- PROBLEM REQUIREMENTS
Copy out all of the lines below in full, wording included. Scale every x and y coordinate in the answers by 2, rounding to whole numbers with halves going up, and leave the sample coordinates in the wording unchanged. Leave out the pictures.
————
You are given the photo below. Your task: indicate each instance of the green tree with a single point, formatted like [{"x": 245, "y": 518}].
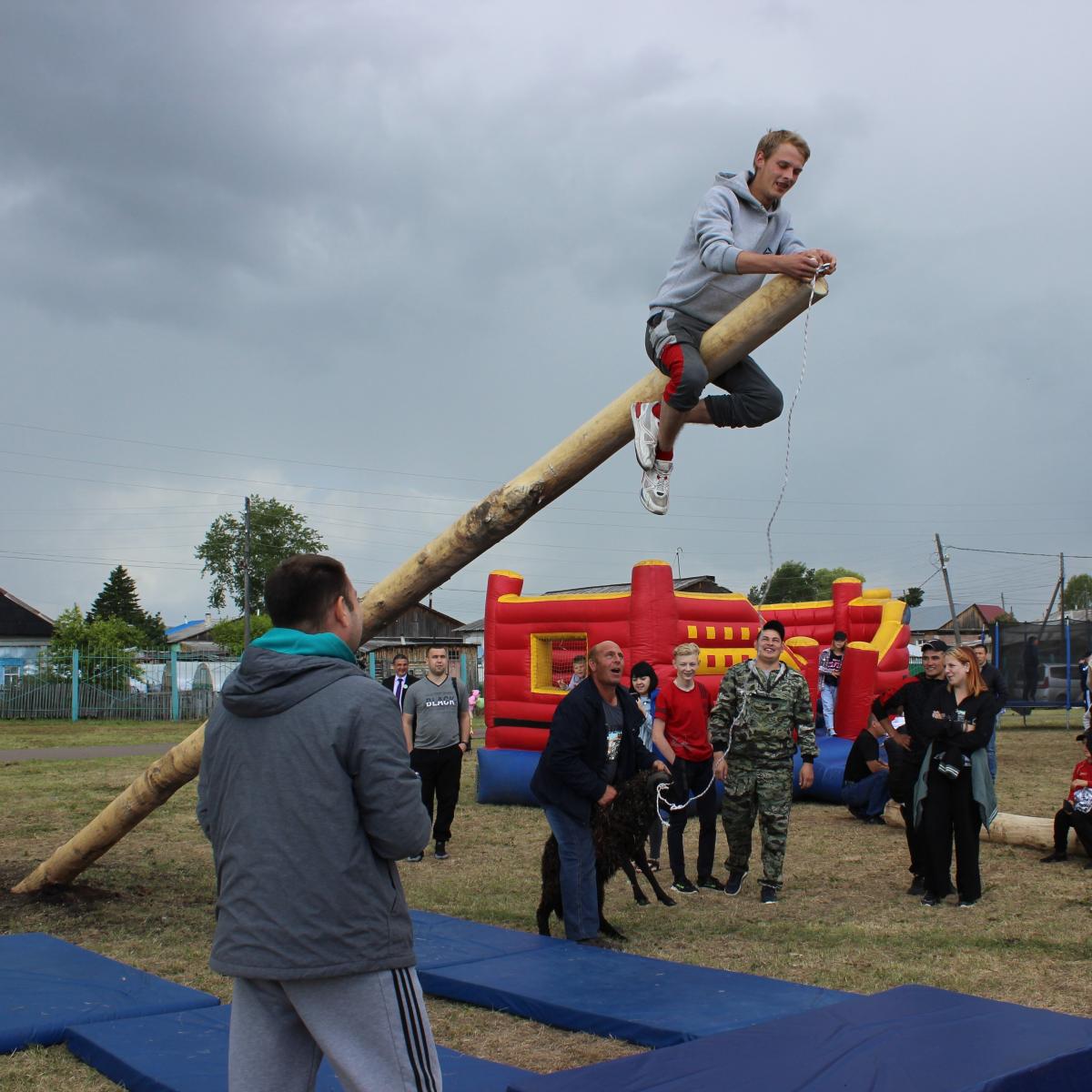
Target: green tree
[
  {"x": 1079, "y": 592},
  {"x": 228, "y": 633},
  {"x": 105, "y": 645},
  {"x": 119, "y": 600},
  {"x": 277, "y": 531}
]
————
- ANSWER
You are given the photo below. Your task: indicate each instance of the green tree with a single point, formatted like [{"x": 245, "y": 518}].
Target: green tree
[
  {"x": 2158, "y": 1184},
  {"x": 456, "y": 1266},
  {"x": 210, "y": 1290},
  {"x": 238, "y": 1200},
  {"x": 554, "y": 1062}
]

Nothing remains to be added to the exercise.